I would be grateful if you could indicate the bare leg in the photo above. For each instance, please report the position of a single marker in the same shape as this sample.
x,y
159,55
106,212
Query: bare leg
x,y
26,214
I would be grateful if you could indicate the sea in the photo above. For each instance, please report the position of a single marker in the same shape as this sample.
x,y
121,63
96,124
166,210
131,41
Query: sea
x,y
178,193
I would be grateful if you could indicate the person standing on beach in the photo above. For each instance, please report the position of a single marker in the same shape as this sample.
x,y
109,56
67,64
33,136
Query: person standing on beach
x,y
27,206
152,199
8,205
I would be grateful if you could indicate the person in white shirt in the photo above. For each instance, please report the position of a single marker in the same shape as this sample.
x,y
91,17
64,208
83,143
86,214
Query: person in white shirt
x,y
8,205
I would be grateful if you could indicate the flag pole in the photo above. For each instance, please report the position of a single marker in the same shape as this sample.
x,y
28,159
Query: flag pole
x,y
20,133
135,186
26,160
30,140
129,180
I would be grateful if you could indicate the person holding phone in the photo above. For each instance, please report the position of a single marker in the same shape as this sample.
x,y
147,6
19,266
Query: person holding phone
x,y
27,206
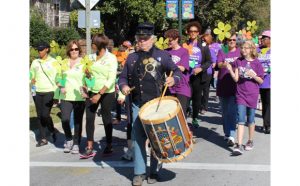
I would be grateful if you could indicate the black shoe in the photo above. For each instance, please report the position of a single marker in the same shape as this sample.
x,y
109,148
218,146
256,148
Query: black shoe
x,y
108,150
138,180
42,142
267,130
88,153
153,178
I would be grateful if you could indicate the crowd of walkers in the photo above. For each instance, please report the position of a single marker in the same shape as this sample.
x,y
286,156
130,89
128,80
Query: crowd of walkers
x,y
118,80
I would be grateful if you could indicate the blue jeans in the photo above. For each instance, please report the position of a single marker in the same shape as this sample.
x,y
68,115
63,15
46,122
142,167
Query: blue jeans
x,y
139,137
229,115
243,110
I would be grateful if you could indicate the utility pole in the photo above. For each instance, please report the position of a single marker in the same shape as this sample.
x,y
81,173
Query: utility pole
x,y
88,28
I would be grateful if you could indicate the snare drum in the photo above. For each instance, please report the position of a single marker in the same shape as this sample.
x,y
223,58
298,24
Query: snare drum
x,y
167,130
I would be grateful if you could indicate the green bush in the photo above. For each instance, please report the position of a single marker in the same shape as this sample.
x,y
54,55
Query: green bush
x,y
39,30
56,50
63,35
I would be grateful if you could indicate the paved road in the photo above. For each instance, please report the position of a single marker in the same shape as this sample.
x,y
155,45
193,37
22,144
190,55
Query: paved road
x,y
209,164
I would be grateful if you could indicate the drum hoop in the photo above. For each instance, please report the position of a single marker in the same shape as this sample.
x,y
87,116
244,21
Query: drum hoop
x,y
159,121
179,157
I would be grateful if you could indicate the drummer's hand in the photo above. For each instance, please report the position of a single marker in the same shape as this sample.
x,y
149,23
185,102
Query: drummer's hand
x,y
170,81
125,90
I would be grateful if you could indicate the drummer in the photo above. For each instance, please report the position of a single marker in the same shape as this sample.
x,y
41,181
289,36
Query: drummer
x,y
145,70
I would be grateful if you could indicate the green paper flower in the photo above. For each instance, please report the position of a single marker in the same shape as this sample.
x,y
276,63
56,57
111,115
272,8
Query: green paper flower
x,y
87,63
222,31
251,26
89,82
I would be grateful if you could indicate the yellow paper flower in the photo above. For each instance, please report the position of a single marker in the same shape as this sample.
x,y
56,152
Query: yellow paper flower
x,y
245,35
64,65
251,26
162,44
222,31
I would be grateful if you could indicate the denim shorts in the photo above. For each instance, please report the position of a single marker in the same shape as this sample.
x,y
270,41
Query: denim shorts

☆ ☆ ☆ ☆ ☆ ☆ ☆

▶ [What you have to do]
Return all lines from the material that contain "denim".

▶ [Response to the task]
I would be grateful if you could indicate the denim shorts in the photo above. For each instance, please report the position of a single marker in the same shape as this sample.
Query: denim shorts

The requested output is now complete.